>> BEGIN

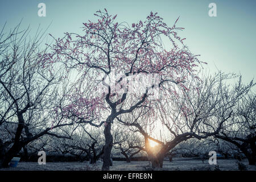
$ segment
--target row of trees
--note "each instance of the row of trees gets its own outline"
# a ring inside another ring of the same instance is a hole
[[[60,149],[84,152],[92,163],[104,154],[102,170],[109,169],[113,146],[128,162],[143,151],[154,167],[162,167],[165,156],[193,138],[225,140],[255,164],[253,81],[245,85],[240,77],[229,85],[235,75],[197,71],[204,63],[177,36],[183,29],[177,19],[168,27],[151,13],[131,27],[106,10],[95,15],[98,21],[84,23],[84,34],[65,33],[46,46],[44,32],[31,38],[19,25],[9,34],[2,29],[0,166],[46,135],[62,139]],[[132,81],[145,75],[158,81],[141,82],[134,92]],[[158,125],[164,137],[155,131]]]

>> END

Exercise: Swap every "row of trees" in the rows above for "tree line" and reproduce the rows with nothing else altered. Omit the pictures.

Solution to the problem:
$ segment
--target tree line
--note "each instance of the tree line gets its own outline"
# a ring inside another ring of the same instance is a hole
[[[60,149],[84,152],[92,163],[104,154],[102,170],[109,169],[113,146],[128,162],[143,151],[154,167],[162,167],[165,156],[193,138],[225,140],[255,164],[253,81],[245,85],[240,77],[229,85],[235,75],[197,71],[204,63],[177,36],[183,29],[177,19],[168,27],[151,13],[131,27],[106,10],[95,15],[98,21],[84,23],[84,34],[65,33],[46,46],[44,32],[31,38],[19,25],[9,34],[2,29],[0,166],[46,135],[62,139]],[[132,81],[145,75],[158,81],[141,82],[134,92]],[[158,125],[164,137],[155,131]]]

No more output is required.